**EXTRACT TO READ**
Let’s talk about breakups. They’re hard. They’re painful. They make you look like you’ve been drug behind the heartbreak bus through a wasteland of cacti and emotional exhaustion. Fortunately there are all kinds ways to show yourself some love when you need it most.
1. Indulge your emotions, but don’t live in them. If you need to cry, let ‘er rip. If you need to vent, meet your friends for dinner and many, many drinks. Engage with your feelings, frustrations and doubts. There is so much healing power in being vulnerable and letting others be there for you. Just don’t move into that place of sadness and never leave. Inhabiting heartbreak is not how you move on.
2. Listen to your body. If your anxiety is high, try going for a run, even if you’ve never exercised before (believe me, I hadn’t). The heart wants what it wants and the mind may wander, but our bodies are systems we can tinker with, and often affecting change on the physical level will benefit you emotionally and mentally too. Endorphins will dull the edge, and pounding some pavement to an angry playlist is a good way to burn calories and negative emotions. You could use a little catharsis.

**SUPPLIED DATA**
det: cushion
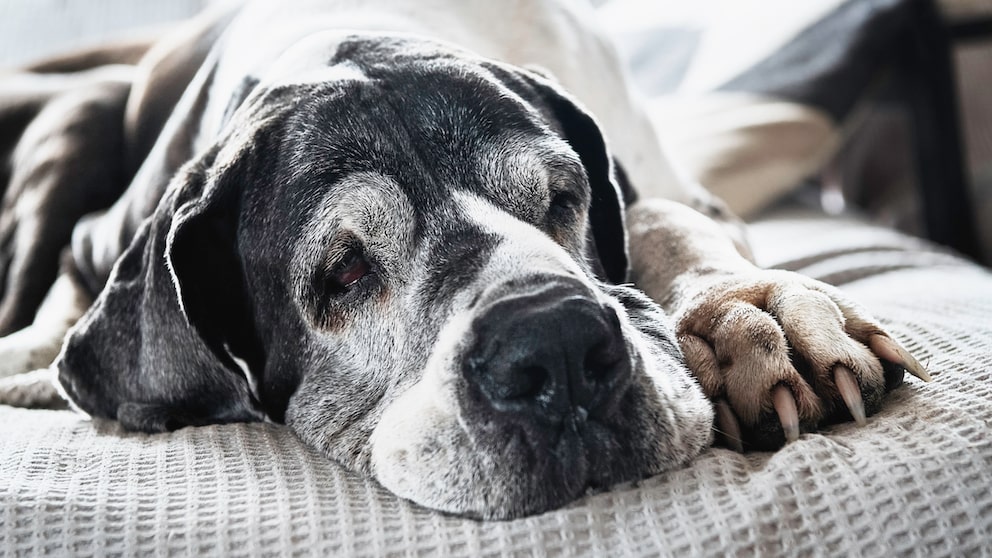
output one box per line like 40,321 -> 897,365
0,211 -> 992,556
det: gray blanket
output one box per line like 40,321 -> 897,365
0,209 -> 992,556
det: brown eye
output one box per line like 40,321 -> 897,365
548,192 -> 579,221
326,249 -> 370,296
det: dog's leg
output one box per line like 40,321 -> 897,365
0,74 -> 130,335
627,200 -> 929,449
0,273 -> 92,378
0,272 -> 93,408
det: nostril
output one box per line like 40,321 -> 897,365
582,340 -> 624,382
483,366 -> 548,403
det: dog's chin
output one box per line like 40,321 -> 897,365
370,374 -> 672,519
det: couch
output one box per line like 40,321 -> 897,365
0,2 -> 992,556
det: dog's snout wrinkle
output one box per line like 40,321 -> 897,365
464,289 -> 631,435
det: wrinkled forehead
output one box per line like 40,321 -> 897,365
270,61 -> 585,218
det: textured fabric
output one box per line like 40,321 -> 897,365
0,209 -> 992,556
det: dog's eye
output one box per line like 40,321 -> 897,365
548,192 -> 579,220
326,249 -> 371,296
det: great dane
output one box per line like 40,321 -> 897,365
0,0 -> 927,518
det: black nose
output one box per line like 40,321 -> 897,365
464,289 -> 630,424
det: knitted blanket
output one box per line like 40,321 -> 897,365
0,208 -> 992,556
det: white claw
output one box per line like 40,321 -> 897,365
834,366 -> 868,426
868,333 -> 933,382
715,399 -> 744,453
772,384 -> 799,443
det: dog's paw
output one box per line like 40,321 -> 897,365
676,270 -> 930,450
0,326 -> 62,378
0,368 -> 69,409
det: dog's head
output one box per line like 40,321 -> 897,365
58,37 -> 711,518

**EXERCISE OBJECTIVE**
Answer these questions from the text on breakups:
(a) According to the text, what are there all kinds of when you need it most?
(b) What does the text suggest doing if you need to vent?
(c) What kind of playlist does the text pair with pounding some pavement?

**TASK SOLUTION**
(a) Ways to show yourself some love.
(b) Meet your friends for dinner and many, many drinks.
(c) An angry playlist.